* 本文:
————
説明

電子源

【課題】 低電圧、低電力で所望の温度に加熱でき、安定した高い電流密度を得ることができる電子源を提供する。
【解決手段】 本発明の電子源は、絶縁性のベースと、該ベースに設けられた支柱と、電子放出部と、該電子放出部を挟持し、且つ前記電子放出部と前記支柱とを電気的に接続するスペーサとを有し、該スペーサが熱分解黒鉛からなるとともに、前記スペーサと、前記電子放出部及び前記支柱との接触面以外のスペーサの面に金属化層が形成されており、前記接触面には金属化層が形成されていないことを特徴とする。

【発明の詳細な説明】
【技術分野】
【0001】
本発明は、電子顕微鏡、電子ビーム露光装置、進行波管、マイクロ波管等に用いられる電子源に関するものである。
【背景技術】
【0002】
電子顕微鏡や電子ビーム露光装置の電子源には、例えば、安価な熱電子放出部が用いられている。熱電子放出部としては、タングステンフィラメントや、輝度の高い電子ビームが得られるLaB等の六ホウ化物が知られている。また、電界によるショットキー効果を利用したZrO/W製の電子源も知られている。
【0003】
また、近年実効的な仕事関数が小さく、真空準位伝導帯下端より低エネルギーの位置にある負性電子親和力を持つダイヤモンドを電子源として用いる提案もでてきている。
【0004】
特許文献1や特許文献2には、六ホウ化物からなる電子放出部を異方性黒鉛材料の保持体で挟持し、保持体を支柱に接続した電子源の構造が開示されている。
【0005】
異方性の黒鉛は、電気抵抗が高いので、熱電子放出部を所定の温度に上昇させるためには、高い電圧が必要となるので、通常の低電圧電源を用いることができないという問題があった。
【0006】
電気抵抗を下げるために、異方性黒鉛材料に金属などを被覆して電気抵抗を下げることが考えられる。しかし、電子放出部をダイヤモンドとして試作したところ、金属を被覆した異方性黒鉛を用いても所望の低抵抗を得ることができなかった。また、低電圧での駆動もできなかった。
【先行技術文献】
【特許文献】
【0007】
【特許文献1】特開昭55−098435号公報
【特許文献2】特公昭63−015693号公報
【特許文献3】特開2007−149659号公報
【発明の概要】
【発明が解決しようとする課題】
【0008】
本発明は、上記問題点を解決するためになされたものである。すなわち、本発明は、低電圧、低電力で所望の温度に加熱でき、安定した高い電流密度を得ることができる電子源を提供することである。
————
* 作業指示:
1) 電子源に関する文書において、本発明の電子源が用いられるとされている装置をすべて挙げてください。
2) 電子源に関する文書を、最後の段落の後から書き継いでください。

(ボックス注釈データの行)
————
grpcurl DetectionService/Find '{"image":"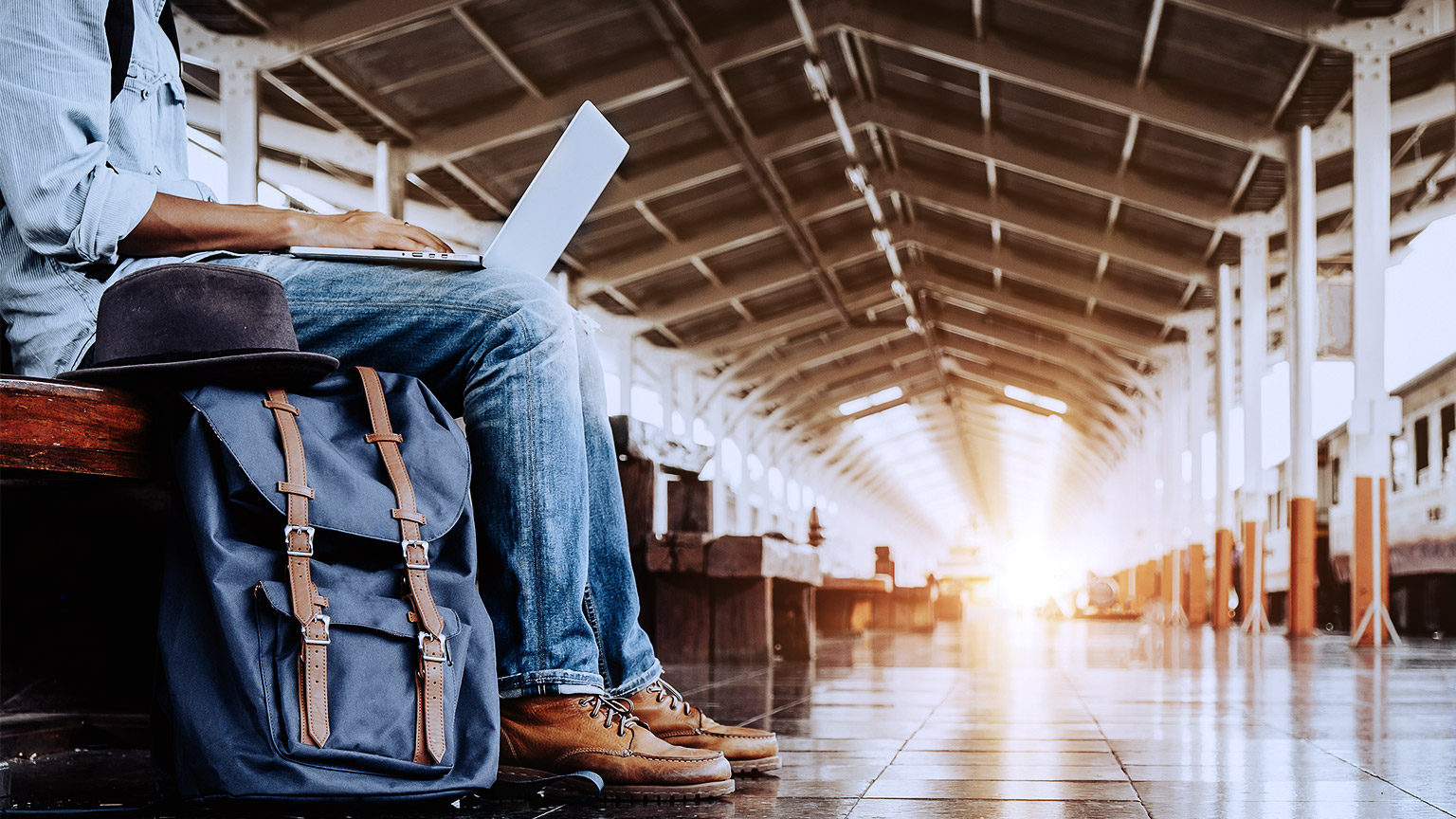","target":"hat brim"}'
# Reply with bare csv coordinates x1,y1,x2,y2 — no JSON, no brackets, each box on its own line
55,350,339,389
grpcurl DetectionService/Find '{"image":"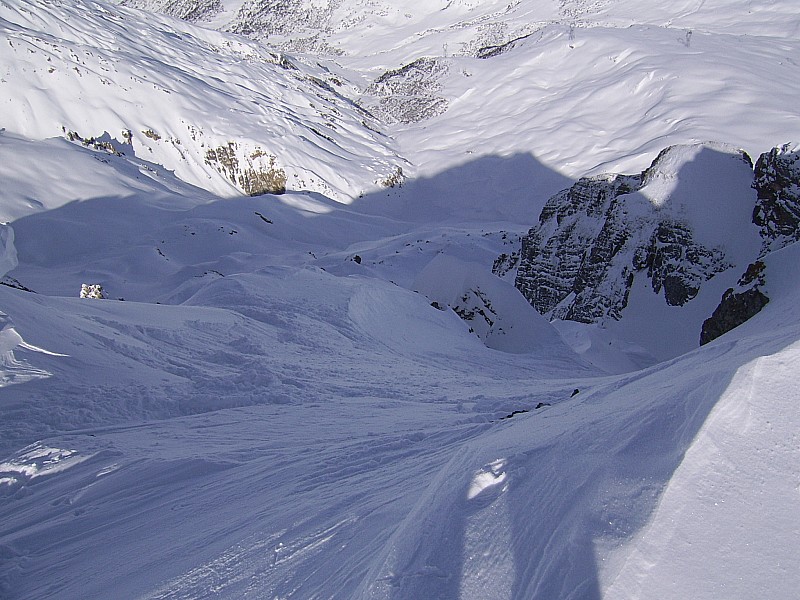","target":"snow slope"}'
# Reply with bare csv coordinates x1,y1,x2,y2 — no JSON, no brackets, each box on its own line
0,0,800,600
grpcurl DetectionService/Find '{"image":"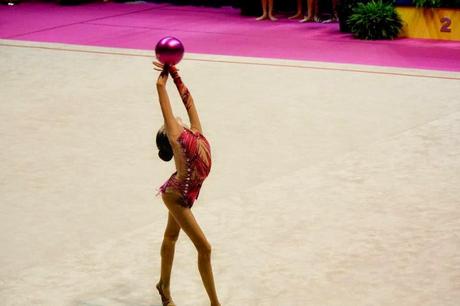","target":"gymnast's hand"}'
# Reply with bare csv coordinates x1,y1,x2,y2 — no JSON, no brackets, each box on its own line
153,62,169,87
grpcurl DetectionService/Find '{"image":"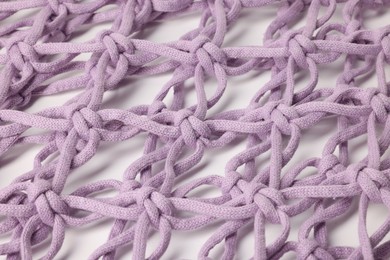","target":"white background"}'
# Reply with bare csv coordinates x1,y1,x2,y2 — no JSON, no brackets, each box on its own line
0,2,390,260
————
* 解答:
1) 電子顕微鏡、電子ビーム露光装置、進行波管、マイクロ波管

2)
【課題を解決するための手段】
【0009】
上記課題を解決するために、本発明の電子源は、絶縁性のベースと、該ベースに設けられた支柱と、電子放出部と、該電子放出部を挟持し、且つ前記電子放出部と前記支柱とを電気的に接続するスペーサとを有し、該スペーサが熱分解黒鉛からなるとともに、前記スペーサと、前記電子放出部及び前記支柱との接触面以外のスペーサの面に金属化層が形成されており、前記接触面には金属化層が形成されていないことを特徴とする。
【0010】
電子放出部は、ダイヤモンドからなることが好ましい。また、金属化層は、タングステン、タンタル、モリブデン、チタンの少なくとも1つからなることが好ましい。
【発明の効果】
【0011】
本発明によれば、低電圧、低電力で駆動でき、安定した高い電流密度を得ることのできる電子源を得ることができる。このため、本発明の電子源は、電子顕微鏡や半導体検査装置や電子ビーム露光装置に好適に用いることができる。
【図面の簡単な説明】
【0012】
【図1】本発明の電子源の断面構造の一例を示す模式図である。
【図2】本発明の電子放出部の一例を示す模式図である。
【図3】本発明のスペーサを示す斜視図である。
【図4】本発明の実施例と比較例の印加電圧と電子放出部の温度の関係を示す。
【図5】本発明の実施例と比較例の印加電力と電子放出部の温度の関係を示す。
【図6】従来の電子源の断面構造を示す模式図である。
【発明を実施するための形態】
【0013】
図1は、本発明の一実施形態を示す断面模式図である。本発明の電子源は、絶縁ベース6と、該絶縁ベース6に設けられた支柱3と、電子放出部1と、電子放出部1を挟持し且つ電子放出部と支柱とを電気的に接続するスペーサ2からなる。スペーサ2は、熱分解黒鉛21aに金属化層21bを形成している。
【0014】
スペーサは、熱分解黒鉛からなるが、発明者らは、図3に示すように、熱分解黒鉛のc軸に平行な23a面に金属化層を形成し、金属化層を形成していない23b、23c面と電子放出部並びに支柱とを接触させることにより、接触抵抗を低くすることができ、低電圧で電子放出部を加熱することが可能となることを見出した。このため、本発明の電子源は、低電力で安定した高い電流密度を得ることのできる電子源となる。
【0015】
熱分解黒鉛製のスペーサは、c軸に垂直方向に0.2mm以上、1mm以下であることが望ましい。0.2mm未満であると、黒鉛の熱抵抗が低すぎるため温度が低電力で充分あがらない。逆に1mmを超えると、電気抵抗が高くなりすぎるため温度が低電力で充分あがらなくなる。また、c軸に平行方向に0.1mm以上、1mm以下であることが望ましい。0.1mm未満であると電気抵抗が高くなりすぎると共に、電子銃を組み上げる際の扱いと電子源チップの方向制御が極めて困難になる。逆に1mmを超えると熱抵抗が低すぎるため温度が低電力で充分上がらなくなる。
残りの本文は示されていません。